▶ [Problem description] Rewrite every line of the items below as a numbered list, omitting any blank lines.

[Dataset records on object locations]
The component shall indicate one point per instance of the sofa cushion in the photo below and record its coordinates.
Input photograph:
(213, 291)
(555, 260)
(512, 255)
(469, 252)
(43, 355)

▶ [Answer for this exercise]
1. The component shall indicate one point per instance of the sofa cushion in the photo below and record its coordinates.
2. Input photograph:
3. (213, 291)
4. (555, 260)
5. (512, 255)
6. (469, 252)
7. (43, 355)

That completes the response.